DOCUMENT EXCERPT ::
--------------------

We were doing very well at first, but then there was a stock market crash, a dot com crash, and everybody was scrambling for funding, and we too started to struggle, although we endured the first couple of years, but then the founder of the company got very greedy.
And he wanted to sell the company and selling the company was okay, but he got too greedy, he was holding out for a very unreasonable share price to sell the company because, you know, he stood to become a billionaire if he got that level of money. The company I knew was not worth that much, and I thought, look, we could all do very well if we sell ourselves to this other company who's not going to pay us nearly that amount, but they're a better fit, they know what they're doing in the domain where we're working.
It would be a happy home for us, but more important, our dream would live on in better hands. But he wouldn't go for it. And then finally you know, he couldn't sell it at the price he wanted. And then the market got worse and a competitor took over and we missed the window basically.
And that was that leader's, in my view, that leader's greed. It wrecked it, and I was stuck in the afterwash
Pat Spero: Was it publicly traded?
Brook Manville: Yes. Those of us who are in on the bottom, we made some money and we established a brand and in fact, our software got incorporated into somebody else s. I mean, so, in some sense, the word, the dream lives on in somebody else's code.
Pat Spero: Right. So I want to transition now from thinking about leadership and your own experience and journey and talk a little bit more about this book which is called The Civic Bargain: How Democracy Survives.
Leadership both is and is not a part of this book. In it, you study democracy, how democracies function, the seven core elements or pillars or tenets that really allow democracies to not only survive but thrive. And the first one, the very first one, is that there's no boss.
Brook Manville: Right.
Pat Spero: So, that leads to my first question, and I recommend this book to everybody, it's a study of Athens, of Rome, of Great Britain, and finally the United States, and the comparative nature is just so revealing and fascinating, I learned so much.

--------------------

DATA LINES ::

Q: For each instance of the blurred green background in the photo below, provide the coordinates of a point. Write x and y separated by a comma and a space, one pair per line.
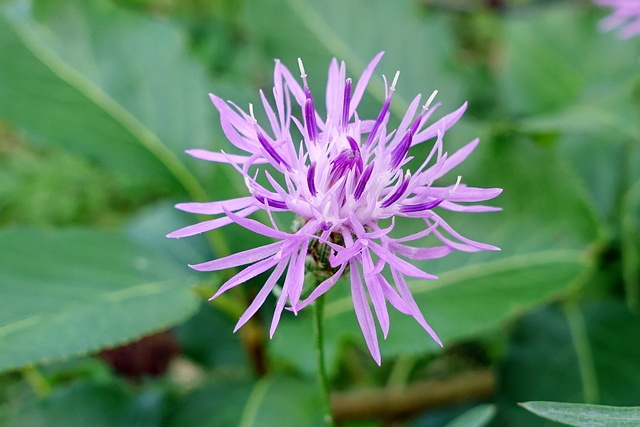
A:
101, 321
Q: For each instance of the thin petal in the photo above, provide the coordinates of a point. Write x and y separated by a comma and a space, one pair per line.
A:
322, 288
214, 208
205, 226
375, 292
363, 313
263, 294
405, 292
246, 274
212, 156
240, 258
399, 264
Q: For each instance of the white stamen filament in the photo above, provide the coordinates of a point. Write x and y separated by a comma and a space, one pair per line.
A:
303, 73
430, 100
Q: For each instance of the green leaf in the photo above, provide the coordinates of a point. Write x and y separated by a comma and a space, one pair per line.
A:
84, 403
75, 291
270, 402
475, 417
272, 398
420, 45
114, 86
584, 415
585, 353
216, 404
549, 55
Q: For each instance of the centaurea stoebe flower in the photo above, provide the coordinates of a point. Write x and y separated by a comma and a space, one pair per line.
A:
343, 177
625, 17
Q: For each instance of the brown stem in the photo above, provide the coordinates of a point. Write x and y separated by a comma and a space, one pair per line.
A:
401, 402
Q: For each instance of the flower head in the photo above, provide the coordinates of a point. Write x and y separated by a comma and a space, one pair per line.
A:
625, 17
342, 176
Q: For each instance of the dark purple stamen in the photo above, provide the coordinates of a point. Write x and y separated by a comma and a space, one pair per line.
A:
356, 154
396, 194
345, 161
311, 174
272, 151
376, 125
270, 202
400, 152
346, 103
363, 181
420, 206
310, 116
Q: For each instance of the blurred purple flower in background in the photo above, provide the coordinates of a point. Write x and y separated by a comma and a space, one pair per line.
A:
625, 17
345, 177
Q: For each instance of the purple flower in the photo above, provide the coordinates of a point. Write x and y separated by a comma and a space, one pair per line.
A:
342, 176
625, 17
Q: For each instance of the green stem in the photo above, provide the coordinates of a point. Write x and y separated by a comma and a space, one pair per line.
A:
318, 330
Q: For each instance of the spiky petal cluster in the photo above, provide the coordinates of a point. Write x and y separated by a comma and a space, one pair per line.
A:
625, 17
341, 176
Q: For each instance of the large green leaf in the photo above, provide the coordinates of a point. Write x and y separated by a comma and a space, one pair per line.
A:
270, 402
419, 44
476, 417
75, 291
105, 404
585, 353
114, 86
549, 59
584, 415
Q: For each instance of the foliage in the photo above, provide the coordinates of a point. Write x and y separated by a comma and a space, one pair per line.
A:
99, 100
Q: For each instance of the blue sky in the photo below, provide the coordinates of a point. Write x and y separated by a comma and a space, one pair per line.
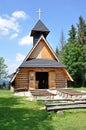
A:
18, 17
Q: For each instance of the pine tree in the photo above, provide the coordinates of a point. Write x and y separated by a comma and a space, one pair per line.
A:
74, 53
3, 67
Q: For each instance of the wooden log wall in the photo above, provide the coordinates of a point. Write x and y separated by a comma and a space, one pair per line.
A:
22, 79
61, 79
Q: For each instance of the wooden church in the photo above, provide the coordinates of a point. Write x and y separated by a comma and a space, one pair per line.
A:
41, 69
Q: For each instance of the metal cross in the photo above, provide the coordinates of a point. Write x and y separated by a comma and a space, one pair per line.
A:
39, 13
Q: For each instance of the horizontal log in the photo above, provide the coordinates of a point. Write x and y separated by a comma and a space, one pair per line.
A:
65, 107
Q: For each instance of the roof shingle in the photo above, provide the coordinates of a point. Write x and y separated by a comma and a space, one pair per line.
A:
39, 63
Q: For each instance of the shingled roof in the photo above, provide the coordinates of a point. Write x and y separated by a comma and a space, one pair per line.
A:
41, 63
39, 27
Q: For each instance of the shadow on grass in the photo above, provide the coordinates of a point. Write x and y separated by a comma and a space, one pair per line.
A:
24, 119
15, 117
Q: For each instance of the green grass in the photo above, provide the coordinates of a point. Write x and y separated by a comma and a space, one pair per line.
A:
17, 113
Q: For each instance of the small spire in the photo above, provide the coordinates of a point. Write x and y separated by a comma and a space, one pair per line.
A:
39, 13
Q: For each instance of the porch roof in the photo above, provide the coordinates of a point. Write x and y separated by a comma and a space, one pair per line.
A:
40, 63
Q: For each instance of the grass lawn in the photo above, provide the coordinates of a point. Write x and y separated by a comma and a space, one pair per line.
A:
17, 113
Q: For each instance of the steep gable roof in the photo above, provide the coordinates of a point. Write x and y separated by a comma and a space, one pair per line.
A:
39, 27
48, 45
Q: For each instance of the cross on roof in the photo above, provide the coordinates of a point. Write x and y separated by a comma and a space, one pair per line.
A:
39, 13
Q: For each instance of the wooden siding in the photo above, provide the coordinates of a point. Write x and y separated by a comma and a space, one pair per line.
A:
27, 78
22, 79
61, 79
42, 51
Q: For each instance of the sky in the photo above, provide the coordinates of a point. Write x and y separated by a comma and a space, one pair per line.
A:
18, 17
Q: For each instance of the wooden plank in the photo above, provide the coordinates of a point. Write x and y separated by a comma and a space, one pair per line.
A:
65, 107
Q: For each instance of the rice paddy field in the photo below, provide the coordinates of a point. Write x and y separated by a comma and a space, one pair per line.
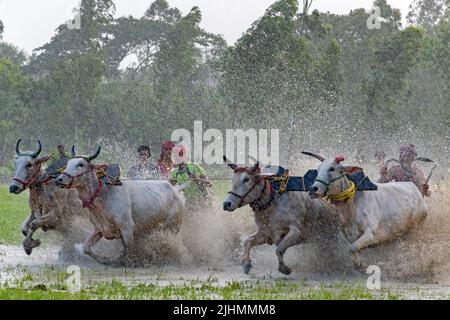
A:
203, 262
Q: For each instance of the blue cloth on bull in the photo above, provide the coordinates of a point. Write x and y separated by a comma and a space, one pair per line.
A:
54, 170
362, 182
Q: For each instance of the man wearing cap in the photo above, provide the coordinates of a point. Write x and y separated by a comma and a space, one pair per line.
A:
406, 170
184, 172
165, 162
144, 168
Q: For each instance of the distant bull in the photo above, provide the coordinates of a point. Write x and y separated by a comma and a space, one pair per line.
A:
372, 217
121, 212
51, 208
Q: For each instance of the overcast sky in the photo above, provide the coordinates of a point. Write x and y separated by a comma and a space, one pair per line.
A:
31, 23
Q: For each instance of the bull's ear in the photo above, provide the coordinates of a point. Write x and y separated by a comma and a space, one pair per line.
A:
100, 167
231, 165
350, 170
44, 159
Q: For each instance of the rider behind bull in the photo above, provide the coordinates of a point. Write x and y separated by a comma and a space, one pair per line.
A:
199, 187
144, 168
406, 170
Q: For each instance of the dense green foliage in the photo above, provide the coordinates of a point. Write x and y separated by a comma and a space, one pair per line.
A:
323, 79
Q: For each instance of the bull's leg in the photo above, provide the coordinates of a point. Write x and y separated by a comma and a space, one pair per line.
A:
254, 240
90, 242
26, 224
366, 239
293, 238
127, 237
29, 243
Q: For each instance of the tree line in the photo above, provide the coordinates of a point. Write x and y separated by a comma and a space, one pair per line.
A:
325, 80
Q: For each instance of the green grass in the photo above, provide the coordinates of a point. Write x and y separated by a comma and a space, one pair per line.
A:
14, 210
279, 290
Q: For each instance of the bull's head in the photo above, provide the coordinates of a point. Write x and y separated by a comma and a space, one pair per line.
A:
246, 186
331, 176
78, 170
28, 168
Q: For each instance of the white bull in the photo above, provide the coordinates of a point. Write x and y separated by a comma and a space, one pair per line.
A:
121, 212
368, 218
281, 220
51, 207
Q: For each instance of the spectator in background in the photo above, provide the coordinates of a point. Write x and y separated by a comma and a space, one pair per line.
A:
406, 170
61, 153
165, 162
144, 168
199, 190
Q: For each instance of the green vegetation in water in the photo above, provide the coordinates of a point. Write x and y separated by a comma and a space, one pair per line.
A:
279, 290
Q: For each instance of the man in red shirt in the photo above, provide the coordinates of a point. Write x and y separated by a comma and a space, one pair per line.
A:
406, 171
165, 163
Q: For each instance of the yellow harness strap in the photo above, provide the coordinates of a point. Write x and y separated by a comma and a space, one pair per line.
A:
346, 195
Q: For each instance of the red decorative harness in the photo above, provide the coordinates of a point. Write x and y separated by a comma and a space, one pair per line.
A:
89, 203
30, 183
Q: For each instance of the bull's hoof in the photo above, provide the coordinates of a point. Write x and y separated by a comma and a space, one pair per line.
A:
247, 266
29, 245
28, 250
284, 269
358, 265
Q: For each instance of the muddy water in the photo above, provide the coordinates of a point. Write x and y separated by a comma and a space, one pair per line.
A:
210, 243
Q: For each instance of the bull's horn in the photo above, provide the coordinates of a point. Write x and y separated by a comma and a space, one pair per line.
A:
39, 150
95, 155
229, 163
256, 166
322, 159
18, 152
74, 153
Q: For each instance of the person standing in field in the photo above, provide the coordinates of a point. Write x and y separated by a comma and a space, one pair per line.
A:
199, 188
406, 171
144, 168
165, 162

--------------------

WHAT THIS EXERCISE ASKS ::
• 1. In the interview excerpt, what is the first of the book's core elements of democracy?
• 2. Pick up the interview excerpt right after its last sentence and continue it.

ANSWERS FOR THIS EXERCISE ::
• 1. That there's no boss.

• 2.
But in a democracy in which you say having no boss is an essential element, probably the core foundational element, how does leadership work in a democracy?
Brook Manville: Right. So, so you're very observant but I'm gonna add one thing in most of the book we actually say, as a deliberate part of our list no boss hyphen except one another.
And the idea is that we're trying to define democracy in a very simple to understand way. So there's millions of, often very nuanced discussions of what democracy is. We said, it's basically, people living and working together with no boss except one another, i.e. there's no single monarch, there's no single tyrant, there's no single autocrat sitting over them who always has the last say.
Many people say, you know, that no one is above the rule, above the law is another kind of definition. It's that there is no single person that can, derail action or force people to do something. But as a democracy of essentially citizens governing themselves, each other is the boss.
That we have to learn to respect one another to the degree that we can find some compromise, some common ground to work together to, thrive and survive. So we, you know, the book does not have, heroic portraits of James Madison or George Washington or whatnot, but those people who are lionized at some level understood the same ideas that we were writing about.
You know, that in a democracy, you have to figure out how to get things done without a single boss. That does not mean there's no leadership, right? Leadership is not the same as a boss. We use boss meaning a single autocrat. The core idea of the book is that democracy is fundamentally a bargain, an understanding amongst people who want to govern themselves that there are certain things that they have to make happen and maintain and there's certain ways to do that. And it all comes down to being willing to set the right priorities, you know, that we will make sure that there is security and that there is welfare.
We will maintain the notion that we will have freedom in the sense of we will not have a single boss that we have to pay attention to. We will not have a king after we just fought this revolution. We don't want to have a king. And that we will also deal with one another in our bargain in a way that allows the bargain to work and over time grow to fit what's needed.
So that means we have to be willing to compromise. And bring good faith to the compromise process. And we have to be willing to treat each other, we use the phrase, civic friends. You know, Aristotle famously said the democratic citizen must be know how to both rule and be ruled.
The basic idea, no boss but one another. And so you have to, also borrowed from Aristotle, is you have to maintain some level of civic friendship. Civic friendship is just something, does not mean personal pals with everybody, nor does it mean you all agree on the same things all the time. It just means that you treat each other with enough respect that you can come back and try again if yesterday's negotiation or bargaining about what are we going to do about China? What are we going to do about abortion? What are we going to, you know, fill in the blank, that we disagreed, but, you know, we're still on the same team and, you know, that's a notion that I saw in my business career.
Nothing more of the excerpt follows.